:: DOCUMENT EXCERPT ::
====
Re: NiFi retry capabilities

2018-03-06 Thread Boris Tyukin
Bryan, you managed to explain it in three sentences! :) now I get it!
thanks a bunch


On Tue, Mar 6, 2018 at 4:23 PM, Bryan Bende  wrote:

> Boris,
>
> "Penalty Duration" is per flow file, and "Yield" is for the processor.
>
> If the processor penalizes a flow file and transfers it to a queue,
> whatever is processing that queue won't take that flow file from the
> queue until the penalty duration has passed.
>
> If a processor yields, then the framework won't execute that processor
> for up to the yield duration, which would mean it won't process any
> flow files during that time, which would include new incoming flow
> files as well as penalized flow files that might be in a self-loop.
>
> -Bryan
>
>
>
> On Tue, Mar 6, 2018 at 4:01 PM, Boris Tyukin 
> wrote:
> > Hi Mark,
> >
> > thanks for your response! especially because I saw your name in that
> Jira :)
> >
> > I think it makes sense to "keep trying until you're successful".
> >
> > I am a bit confused by "yield" and "penalize" parameters. Can you give
> me an
> > example how they are used? Let's say, I use ExecuteSQL processor and
> route
> > failure rel to itself. Then I set Penalty duration to 5 minutes and Yield
> > duration to 1 minute and my source database is down for maintenance at
> the
> > time. I am playing with different scenarios here but not sure I
> understand
> > what I am seeing.
> >
> > I've read the docs 5 times now and still confused :)
> >
> > And what do you think about that solution, proposed by Alessio? looks
> simple
> > and efficient to me and uses only one extra processor
> >
> > thanks,
> > Boris
> >
> > On Tue, Mar 6, 2018 at 3:28 PM, Mark Payne  wrote:
> >>
> >> Hey Boris,
> >>
> >> Using the UpdateAttribute and RouteOnAttribute approach is only
> necessary
> >> when you want
> >> to retry N number of times (or for some time period) and after that
> >> elapses to treat the data
> >> differently. Most of the time, though, what is used is to simply loop
> the
> >> 'failure' relationship back
> >> to the processor itself. So failures would simply remain in the flow,
> >> trying indefinitely. When a processor
> >> is unable to communicate with some external service due to some
> >> intermittent issue, that processor
> >> generally should "yield", meaning that the processor will not be
> triggered
> >> for some amount of time
> >> (by default it is 1 second).
> >>
> >> So in this way, it's very simple to just say "keep trying until you're
> >> successful." You could also set "age-off"
> >> to occur so that if the data is more than say 1 hour old you can have
> nifi
> >> automatically just discard the data.
> >>
> >> There are some situations, though, in which users will need to try for
> say
> >> 10 times and then route the data differently.
====
Entries pointing to named objects
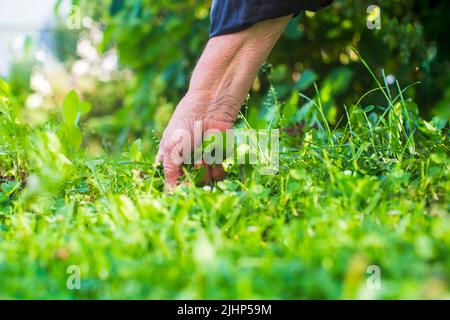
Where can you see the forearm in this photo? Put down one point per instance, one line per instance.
(229, 64)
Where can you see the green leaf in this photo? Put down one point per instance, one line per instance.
(307, 78)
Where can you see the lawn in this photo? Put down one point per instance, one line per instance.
(365, 198)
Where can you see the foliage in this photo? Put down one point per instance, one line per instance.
(409, 44)
(372, 191)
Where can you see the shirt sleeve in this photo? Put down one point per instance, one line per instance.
(228, 16)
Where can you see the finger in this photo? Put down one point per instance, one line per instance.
(172, 162)
(172, 173)
(208, 176)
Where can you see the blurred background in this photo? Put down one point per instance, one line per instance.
(131, 59)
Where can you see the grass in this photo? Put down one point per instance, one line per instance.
(372, 190)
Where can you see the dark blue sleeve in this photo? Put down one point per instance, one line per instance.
(228, 16)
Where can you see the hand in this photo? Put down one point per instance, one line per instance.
(219, 84)
(196, 114)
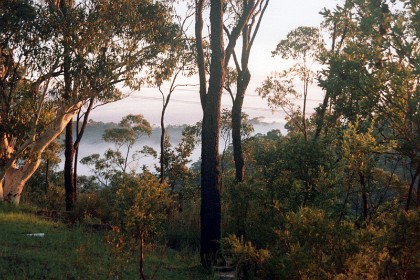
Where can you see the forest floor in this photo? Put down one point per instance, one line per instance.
(32, 247)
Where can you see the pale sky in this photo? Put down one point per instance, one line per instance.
(281, 17)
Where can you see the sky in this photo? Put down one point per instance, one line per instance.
(281, 17)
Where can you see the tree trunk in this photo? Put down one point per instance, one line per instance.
(79, 136)
(47, 176)
(210, 167)
(68, 167)
(410, 189)
(141, 261)
(14, 179)
(162, 145)
(365, 202)
(242, 83)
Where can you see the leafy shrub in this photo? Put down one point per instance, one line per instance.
(249, 261)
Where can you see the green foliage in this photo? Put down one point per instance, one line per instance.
(142, 204)
(248, 261)
(76, 253)
(311, 245)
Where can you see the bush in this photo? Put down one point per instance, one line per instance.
(248, 261)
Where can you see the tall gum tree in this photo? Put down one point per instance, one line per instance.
(373, 74)
(102, 53)
(210, 97)
(243, 78)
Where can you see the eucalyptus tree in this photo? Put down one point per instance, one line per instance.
(243, 77)
(55, 61)
(304, 46)
(210, 96)
(181, 64)
(373, 73)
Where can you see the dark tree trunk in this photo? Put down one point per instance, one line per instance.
(162, 148)
(365, 202)
(47, 175)
(68, 167)
(210, 167)
(141, 261)
(242, 83)
(410, 189)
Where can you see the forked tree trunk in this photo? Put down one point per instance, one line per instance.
(141, 261)
(14, 179)
(68, 167)
(242, 83)
(210, 167)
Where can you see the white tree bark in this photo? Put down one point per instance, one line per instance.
(15, 178)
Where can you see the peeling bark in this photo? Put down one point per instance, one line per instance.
(14, 177)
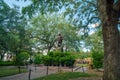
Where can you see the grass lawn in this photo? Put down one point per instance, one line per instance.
(6, 71)
(66, 76)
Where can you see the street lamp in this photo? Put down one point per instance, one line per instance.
(59, 40)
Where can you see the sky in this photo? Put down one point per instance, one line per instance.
(20, 3)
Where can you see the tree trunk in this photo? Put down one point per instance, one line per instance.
(111, 37)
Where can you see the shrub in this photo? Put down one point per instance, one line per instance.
====
:: YOUR TASKS ::
- A) Name every NiFi processor mentioned by name in the NiFi retry thread.
- B) Print the part of the NiFi retry thread that begins at the words "On Tue, Mar 6, 2018 at 4:23" and stops after "duration has passed.".

:: ANSWERS GIVEN ::
- A) ExecuteSQL, UpdateAttribute, RouteOnAttribute

- B)
On Tue, Mar 6, 2018 at 4:23 PM, Bryan Bende  wrote:

> Boris,
>
> "Penalty Duration" is per flow file, and "Yield" is for the processor.
>
> If the processor penalizes a flow file and transfers it to a queue,
> whatever is processing that queue won't take that flow file from the
> queue until the penalty duration has passed.